**Source extract**
+--
Two strong images stick with me from that crazy regatta. As we rounded the windward mark for the first time and I'd hoisted the spinnaker, Doug's country drawl was on me in an instant as the boat jumped up onto a plane and went skittering across the Swan River.

‘Got a sec, mate?'

‘Sure, what's the problem?'

‘Light me a fag, would ya?'

The skipper thrust a packet of unfiltered Temple Bar at me as he patted his pockets for a box of matches. We were screaming downhill in a 14-footer with no more than a foot of freeboard, kite flying and spray everywhere. Hardly ideal smoking conditions. But what's a poor for'd hand to do? I jammed my foot against the spinnaker sheet, got the cigarette going and handed it aft. Doug settled in for the run to the bottom mark, puffing contentedly all the way. ‘Ta. Appreciate it, mate.' He followed this ritual in every race. Even when we capsized, Doug somehow managed to keep his precious ciggies dry.

The other moment that I retain with clarity was a simple lunchtime scene in the kitchen of the Nedlands Sailing Club. The Ladies Auxiliary had set up their cheerful daily production line to make sandwiches for the ravenous crews. One face among all those industrious wives, girlfriends and mothers seemed familiar. I strained to catch her name above the banter. It was Margaret. Margaret? Margaret
Court
! The reigning Wimbledon, Australian and US Open tennis champion, happily slicing onions and beetroot for a mob of scruffy sailors. (Her husband Barry – son of the State Premier – was a keen Skate skipper who was racing in the championships). Only in Australia.
+--
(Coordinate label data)
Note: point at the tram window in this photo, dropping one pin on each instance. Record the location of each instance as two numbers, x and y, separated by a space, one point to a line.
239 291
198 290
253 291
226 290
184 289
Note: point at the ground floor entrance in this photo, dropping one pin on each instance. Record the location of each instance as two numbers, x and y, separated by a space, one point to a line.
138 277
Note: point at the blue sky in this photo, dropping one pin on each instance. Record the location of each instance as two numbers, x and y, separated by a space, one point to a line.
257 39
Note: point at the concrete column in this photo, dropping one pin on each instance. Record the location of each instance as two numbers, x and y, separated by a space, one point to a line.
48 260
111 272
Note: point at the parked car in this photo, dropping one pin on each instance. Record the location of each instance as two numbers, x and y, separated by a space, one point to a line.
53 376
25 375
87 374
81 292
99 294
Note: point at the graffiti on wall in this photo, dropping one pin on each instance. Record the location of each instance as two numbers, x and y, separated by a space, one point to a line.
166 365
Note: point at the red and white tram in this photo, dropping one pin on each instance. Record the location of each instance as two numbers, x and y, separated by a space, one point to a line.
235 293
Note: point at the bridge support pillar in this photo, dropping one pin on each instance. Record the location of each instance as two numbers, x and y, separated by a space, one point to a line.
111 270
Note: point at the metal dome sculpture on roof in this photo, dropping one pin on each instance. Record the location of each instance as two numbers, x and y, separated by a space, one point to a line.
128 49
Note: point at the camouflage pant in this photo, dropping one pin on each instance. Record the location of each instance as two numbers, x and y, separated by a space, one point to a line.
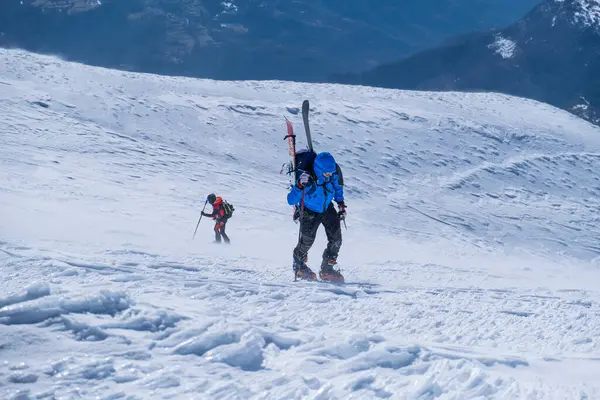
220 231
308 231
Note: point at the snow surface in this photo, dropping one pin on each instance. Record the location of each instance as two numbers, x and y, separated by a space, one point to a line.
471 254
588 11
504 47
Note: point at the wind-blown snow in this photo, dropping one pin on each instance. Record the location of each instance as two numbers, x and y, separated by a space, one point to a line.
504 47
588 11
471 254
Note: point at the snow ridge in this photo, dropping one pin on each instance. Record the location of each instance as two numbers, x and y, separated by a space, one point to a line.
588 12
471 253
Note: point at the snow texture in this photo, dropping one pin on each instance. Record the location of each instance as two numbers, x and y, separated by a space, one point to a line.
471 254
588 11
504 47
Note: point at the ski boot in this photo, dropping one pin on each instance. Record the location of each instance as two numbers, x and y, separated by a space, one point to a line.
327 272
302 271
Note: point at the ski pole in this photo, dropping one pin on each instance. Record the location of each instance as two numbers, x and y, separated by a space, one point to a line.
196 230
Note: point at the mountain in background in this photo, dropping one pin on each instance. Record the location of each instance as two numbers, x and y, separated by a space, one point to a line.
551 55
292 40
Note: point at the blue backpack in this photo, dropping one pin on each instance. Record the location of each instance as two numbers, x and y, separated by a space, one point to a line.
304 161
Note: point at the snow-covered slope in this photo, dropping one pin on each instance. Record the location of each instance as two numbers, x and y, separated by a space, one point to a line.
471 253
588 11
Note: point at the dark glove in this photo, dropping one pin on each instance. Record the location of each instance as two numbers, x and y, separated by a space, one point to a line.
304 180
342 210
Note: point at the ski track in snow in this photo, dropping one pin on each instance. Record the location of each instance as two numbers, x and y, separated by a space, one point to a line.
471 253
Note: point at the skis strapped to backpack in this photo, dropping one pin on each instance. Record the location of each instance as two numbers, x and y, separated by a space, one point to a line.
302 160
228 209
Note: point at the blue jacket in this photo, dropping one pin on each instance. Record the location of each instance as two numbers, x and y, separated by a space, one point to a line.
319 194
+--
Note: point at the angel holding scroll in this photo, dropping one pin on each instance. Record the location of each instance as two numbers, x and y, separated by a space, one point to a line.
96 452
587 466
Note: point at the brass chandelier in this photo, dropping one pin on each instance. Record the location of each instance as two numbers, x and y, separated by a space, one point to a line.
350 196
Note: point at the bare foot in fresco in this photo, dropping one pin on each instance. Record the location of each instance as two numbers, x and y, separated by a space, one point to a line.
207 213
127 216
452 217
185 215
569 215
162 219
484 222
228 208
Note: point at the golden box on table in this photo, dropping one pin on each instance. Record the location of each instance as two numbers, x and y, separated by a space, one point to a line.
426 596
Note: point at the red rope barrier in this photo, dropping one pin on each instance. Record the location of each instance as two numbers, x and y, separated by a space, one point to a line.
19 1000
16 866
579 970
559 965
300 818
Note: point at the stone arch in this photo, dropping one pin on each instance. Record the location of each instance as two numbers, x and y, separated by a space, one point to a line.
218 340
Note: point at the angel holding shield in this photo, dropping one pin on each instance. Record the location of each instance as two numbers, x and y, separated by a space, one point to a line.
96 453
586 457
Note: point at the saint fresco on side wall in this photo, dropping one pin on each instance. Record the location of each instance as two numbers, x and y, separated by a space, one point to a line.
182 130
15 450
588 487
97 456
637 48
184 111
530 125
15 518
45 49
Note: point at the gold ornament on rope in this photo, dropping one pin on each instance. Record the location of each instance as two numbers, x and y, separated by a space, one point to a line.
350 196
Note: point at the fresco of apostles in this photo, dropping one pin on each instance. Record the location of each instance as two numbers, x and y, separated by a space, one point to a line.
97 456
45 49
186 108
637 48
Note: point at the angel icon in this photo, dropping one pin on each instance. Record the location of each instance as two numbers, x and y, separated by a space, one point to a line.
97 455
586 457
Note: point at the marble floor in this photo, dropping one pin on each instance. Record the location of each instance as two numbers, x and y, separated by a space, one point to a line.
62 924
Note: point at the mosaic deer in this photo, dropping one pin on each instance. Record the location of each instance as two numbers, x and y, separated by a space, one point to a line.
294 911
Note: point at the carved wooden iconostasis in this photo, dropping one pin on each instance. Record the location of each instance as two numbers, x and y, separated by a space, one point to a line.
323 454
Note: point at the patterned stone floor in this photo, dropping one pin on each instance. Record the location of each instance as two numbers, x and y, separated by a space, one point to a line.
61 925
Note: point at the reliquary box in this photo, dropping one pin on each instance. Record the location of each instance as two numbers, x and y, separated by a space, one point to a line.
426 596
+--
**Work to complete**
A: Duplicate the portion of the regatta passage starting at "Two strong images" and ending at "the Swan River.".
B: Answer these questions from the regatta passage:
(i) On which river was the boat sailing?
(ii) What brand of cigarettes did the skipper hand over?
(iii) In the kitchen of which club did the lunchtime scene take place?
The records are a separate body of material, unrelated to the regatta passage.

**In response**
A:
Two strong images stick with me from that crazy regatta. As we rounded the windward mark for the first time and I'd hoisted the spinnaker, Doug's country drawl was on me in an instant as the boat jumped up onto a plane and went skittering across the Swan River.

B:
(i) The Swan River.
(ii) Temple Bar.
(iii) The Nedlands Sailing Club.